**Material shown:**

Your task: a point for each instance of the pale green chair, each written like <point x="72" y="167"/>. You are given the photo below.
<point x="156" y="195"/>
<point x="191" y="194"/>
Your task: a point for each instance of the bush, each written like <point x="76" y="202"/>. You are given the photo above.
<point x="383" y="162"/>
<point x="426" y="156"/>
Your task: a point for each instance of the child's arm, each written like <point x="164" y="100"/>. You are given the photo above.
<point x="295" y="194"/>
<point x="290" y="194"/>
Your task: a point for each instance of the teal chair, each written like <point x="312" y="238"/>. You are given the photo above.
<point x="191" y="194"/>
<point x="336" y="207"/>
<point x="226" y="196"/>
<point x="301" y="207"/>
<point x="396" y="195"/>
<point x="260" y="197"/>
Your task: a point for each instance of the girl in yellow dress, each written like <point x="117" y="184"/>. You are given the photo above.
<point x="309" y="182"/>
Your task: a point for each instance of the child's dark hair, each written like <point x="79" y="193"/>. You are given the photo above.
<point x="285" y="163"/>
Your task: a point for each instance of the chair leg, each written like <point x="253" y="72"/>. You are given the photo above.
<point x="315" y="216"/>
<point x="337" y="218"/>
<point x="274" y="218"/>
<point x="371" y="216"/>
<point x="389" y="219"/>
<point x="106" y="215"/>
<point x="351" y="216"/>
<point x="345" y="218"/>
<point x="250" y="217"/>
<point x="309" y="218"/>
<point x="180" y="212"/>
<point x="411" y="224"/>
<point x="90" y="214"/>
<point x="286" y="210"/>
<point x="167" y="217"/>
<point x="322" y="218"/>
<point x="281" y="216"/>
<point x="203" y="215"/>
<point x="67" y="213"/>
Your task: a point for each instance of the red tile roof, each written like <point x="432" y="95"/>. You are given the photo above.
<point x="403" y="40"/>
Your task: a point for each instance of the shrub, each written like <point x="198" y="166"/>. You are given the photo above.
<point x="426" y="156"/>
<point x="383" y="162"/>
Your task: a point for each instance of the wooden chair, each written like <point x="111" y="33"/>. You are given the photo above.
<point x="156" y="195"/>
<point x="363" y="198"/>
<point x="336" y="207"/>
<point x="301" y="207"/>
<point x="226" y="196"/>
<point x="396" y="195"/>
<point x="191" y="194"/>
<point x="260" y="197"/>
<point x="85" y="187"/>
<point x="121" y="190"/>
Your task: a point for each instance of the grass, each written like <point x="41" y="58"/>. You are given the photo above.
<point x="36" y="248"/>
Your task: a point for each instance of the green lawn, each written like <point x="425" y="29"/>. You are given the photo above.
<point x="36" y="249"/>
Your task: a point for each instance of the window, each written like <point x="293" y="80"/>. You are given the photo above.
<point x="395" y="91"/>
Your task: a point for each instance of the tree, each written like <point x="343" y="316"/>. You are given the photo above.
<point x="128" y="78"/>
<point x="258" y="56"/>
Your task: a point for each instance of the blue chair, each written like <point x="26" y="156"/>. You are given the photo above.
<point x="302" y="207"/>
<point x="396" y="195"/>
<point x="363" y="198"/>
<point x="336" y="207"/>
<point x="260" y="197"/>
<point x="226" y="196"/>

**The exercise:**
Set out every line of the data above as a numbered list, omitting any blank lines.

**Exercise solution:**
1. Your task: a point for each instance of the pale green chair, each written like <point x="72" y="167"/>. You are given the photo below.
2. <point x="156" y="195"/>
3. <point x="191" y="194"/>
4. Your task: a point for each instance of the bush, each written like <point x="76" y="202"/>. You are given the photo above.
5. <point x="383" y="162"/>
6. <point x="426" y="156"/>
7. Your task: a point for each instance of the child's arm, each written like <point x="164" y="100"/>. You are given the photo above.
8. <point x="295" y="194"/>
9. <point x="290" y="194"/>
10. Your task: a point for each instance of the teal chair, each written like <point x="312" y="238"/>. You are given the photo above.
11. <point x="191" y="194"/>
12. <point x="336" y="207"/>
13. <point x="226" y="196"/>
14. <point x="301" y="207"/>
15. <point x="396" y="195"/>
16. <point x="260" y="197"/>
17. Your task: a point for each instance of the girl in yellow dress, each written like <point x="117" y="184"/>. You are given the photo above.
18. <point x="309" y="182"/>
19. Your task: a point for each instance of the child's dark hair, each written like <point x="79" y="193"/>. You are given the photo above.
20. <point x="285" y="163"/>
21. Your task: a point for each instance of the chair leg, each written like <point x="253" y="72"/>. You are given the photo above.
22. <point x="315" y="216"/>
23. <point x="337" y="218"/>
24. <point x="274" y="218"/>
25. <point x="371" y="216"/>
26. <point x="389" y="219"/>
27. <point x="106" y="215"/>
28. <point x="351" y="216"/>
29. <point x="345" y="218"/>
30. <point x="250" y="217"/>
31. <point x="309" y="218"/>
32. <point x="180" y="212"/>
33. <point x="411" y="224"/>
34. <point x="90" y="214"/>
35. <point x="286" y="210"/>
36. <point x="167" y="217"/>
37. <point x="322" y="218"/>
38. <point x="281" y="216"/>
39. <point x="203" y="215"/>
40. <point x="67" y="213"/>
41. Your task: a point for each instance of the red tile roof, each written like <point x="432" y="95"/>. You are given the photo above.
42. <point x="403" y="40"/>
43. Your task: a point for each instance of the shrub, each written like <point x="198" y="166"/>. You are given the photo above.
44. <point x="426" y="156"/>
45. <point x="383" y="162"/>
46. Your task: a point for each instance of the wooden chair, each written like <point x="111" y="33"/>. You are given the photo above.
47. <point x="156" y="195"/>
48. <point x="363" y="198"/>
49. <point x="336" y="207"/>
50. <point x="301" y="207"/>
51. <point x="226" y="196"/>
52. <point x="396" y="195"/>
53. <point x="191" y="194"/>
54. <point x="260" y="197"/>
55. <point x="85" y="187"/>
56. <point x="121" y="190"/>
57. Your task: a point for each instance of the grass, each written like <point x="41" y="58"/>. You are given the photo above.
58. <point x="36" y="248"/>
59. Your task: a point for each instance of the green lawn, each written like <point x="425" y="29"/>. You are given the photo above.
60. <point x="36" y="249"/>
61. Your task: a point for each instance of the window, each written like <point x="293" y="80"/>. You are given the photo above.
62. <point x="395" y="91"/>
63. Your task: a point for each instance of the tree, each written like <point x="343" y="316"/>. You are given the photo above.
64. <point x="128" y="78"/>
65. <point x="258" y="56"/>
66. Your task: a point for each instance of the blue chair, each written like <point x="26" y="156"/>. You are given the photo above.
67. <point x="302" y="207"/>
68. <point x="396" y="195"/>
69. <point x="363" y="198"/>
70. <point x="336" y="207"/>
71. <point x="260" y="197"/>
72. <point x="226" y="196"/>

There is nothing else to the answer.